Text passage section start

Which geopolitical scientist do you admire the most?
I would mention Aymeric Chauprade, whose works have taken up where François Thual left off. The new French school of geopolitics promotes a realpolitik freed from any ideological constraints – a challenge, in my opinion, all the more dramatic since the collapse of the Soviet Union.
What is your favourite geopolitical book?
Having mentioned Chauprade in my answer to the previous question, it is logical that I refer to his works. I will cite two, the first of which would no doubt help newcomers to the subject to more easily tackle the second one, the title of which is itself revealing:
- “Dictionnaire de Géopolitique “, in cooperation with François Thual, 1999
- “Geopolitique, constantes et changements dans l’histoire”, 2003.
What is your favourite geopolitical website?
The growth in the number of websites that are devoted to, or deal in part with, geopolitics gives both the researcher and the curious amateur every possibility to address the questions of his or her interest.
Our geopolitical future
In what direction(s) will geopolitical science be heading the coming decades?
In many respects quite a recent discipline (which, it should be remembered, promotes an inter-disciplinary approach), geopolitics is now firmly established among the subjects grouped together in the French university as the ‘human sciences’. It is always difficult to make predictions. Since the ‘primacy of ideology’ over ‘geographical determinism’ (to use terms employed in “Geopolitique, constantes et changements dans l’histoire”) has come to end, it is essential to avoid the clichés of a broadly Western-centric approach that followed in the footsteps of an earlier Euro-centric approach that had prided itself on the achievements of the colonial period. At a time when globalisation is the spirit of the age, why reject the development of ‘uncertain identities’ (to borrow an expression from the late Edward Said)?
Faced with the unfortunate ‘dividends’ of the ‘global war on terrorism’, one may hope for an enlarged role for geopolitics and a more mediatised opposition on the part of students of geopolitics to the manipulation of information served up to citizens of all states. In the meantime, geopolitics already has the task of gauging the space that will be left to the ‘West’, as the centre of power gradually but inexorably moves eastwards towards Asia. A further issue at stake is the struggle for resources, energy certainly, but perhaps also food, and the political and economic strategies that the ‘islands of prosperity’ will pursue to secure them.
Which geopolitical subject has been too little in the spotlight and needs further research?
For me, it is important that gender studies be integrated within international relations and, indeed, geopolitics, thus challenging the instrumentalisation of a rhetoric about women employed increasingly since the American-led intervention in Afghanisation at the end of 2001 by both the partisans of the ‘war on terrorism’ and those promotors of a ‘narrow’ vision of Islam who refuse to accept the accommodating positions of their co-religionists.
What will be the largest geopolitical challenge for the world in the 21st century?
Apart from the subjects that already concern us (various resources, such as energy and water, the environment, etc.), there is one important issue: to preserve the concept of ‘democracy’. It has been particularly instrumentalised of late, and moreover is often linked to the generally negative resurgence of the politics of identity around the world.

Text passage section end
Data under study section start

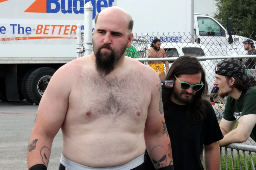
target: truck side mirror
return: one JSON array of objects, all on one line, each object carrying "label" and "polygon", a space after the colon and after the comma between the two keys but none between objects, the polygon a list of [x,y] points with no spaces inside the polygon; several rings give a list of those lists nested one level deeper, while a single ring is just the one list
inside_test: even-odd
[{"label": "truck side mirror", "polygon": [[233,33],[233,21],[231,18],[228,18],[228,34],[230,35]]},{"label": "truck side mirror", "polygon": [[234,31],[233,28],[233,21],[231,18],[228,18],[228,34],[229,35],[229,43],[232,43],[234,40],[232,37],[232,34]]}]

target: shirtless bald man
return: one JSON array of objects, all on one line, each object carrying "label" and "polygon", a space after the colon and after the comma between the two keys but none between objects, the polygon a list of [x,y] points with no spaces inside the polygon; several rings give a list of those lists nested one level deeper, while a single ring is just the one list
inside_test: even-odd
[{"label": "shirtless bald man", "polygon": [[[152,47],[148,49],[148,57],[149,58],[166,58],[166,54],[164,49],[160,48],[161,41],[158,38],[155,38],[153,40],[150,45]],[[157,72],[159,70],[159,77],[161,80],[165,80],[165,74],[164,73],[164,64],[162,61],[148,62],[149,66],[154,69]],[[165,61],[165,69],[166,73],[169,70],[169,62]]]},{"label": "shirtless bald man", "polygon": [[94,53],[58,69],[42,98],[28,169],[47,169],[61,128],[59,170],[144,169],[146,148],[156,169],[173,169],[159,78],[125,56],[133,36],[131,17],[111,7],[95,23]]}]

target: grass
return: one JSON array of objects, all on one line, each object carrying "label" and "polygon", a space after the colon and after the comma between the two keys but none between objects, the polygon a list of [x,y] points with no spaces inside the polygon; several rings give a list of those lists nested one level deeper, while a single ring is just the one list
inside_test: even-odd
[{"label": "grass", "polygon": [[[237,127],[238,125],[238,122],[237,121],[235,126],[233,128],[234,129]],[[224,152],[224,153],[222,153],[221,156],[221,170],[225,170],[226,169],[226,154],[225,153],[225,149],[222,148],[222,152]],[[232,169],[232,157],[231,155],[231,152],[230,149],[228,149],[228,169]],[[240,169],[240,167],[239,164],[239,161],[238,161],[238,157],[237,156],[237,153],[236,150],[235,149],[233,149],[233,154],[234,155],[234,169]],[[245,159],[244,157],[244,154],[242,151],[239,151],[239,155],[240,156],[240,160],[241,163],[241,166],[242,169],[246,169],[245,166]],[[253,153],[252,153],[252,160],[253,162],[254,167],[256,167],[256,155]],[[250,155],[248,154],[246,155],[246,161],[248,170],[253,169],[251,161],[251,158]],[[205,167],[204,164],[204,157],[203,157],[203,166],[204,168],[205,169]]]},{"label": "grass", "polygon": [[[237,154],[236,151],[233,149],[234,153],[235,153],[236,154],[234,156],[234,165],[235,169],[240,169],[239,165],[239,162],[238,161],[238,157],[237,156]],[[253,164],[254,167],[256,167],[256,156],[255,154],[252,153],[252,160],[253,161]],[[244,154],[242,153],[240,153],[240,160],[241,162],[241,165],[242,169],[246,169],[245,166],[245,163],[244,158]],[[222,154],[222,155],[221,159],[221,170],[225,170],[226,169],[226,159],[225,154]],[[247,166],[248,170],[252,170],[252,165],[251,162],[251,158],[250,155],[248,154],[246,156],[246,161],[247,164]],[[203,164],[204,168],[205,169],[204,163]],[[228,155],[228,169],[232,169],[232,158],[230,155]]]}]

Data under study section end

__What is expected__:
Please answer these questions on the geopolitics interview:
1. Which geopolitical scientist does the interviewee admire the most?
2. In what year was "Geopolitique, constantes et changements dans l'histoire" published?
3. What concept does the interviewee say must be preserved as the important issue of the 21st century?

__Your response__:
1. Aymeric Chauprade
2. 2003
3. Democracy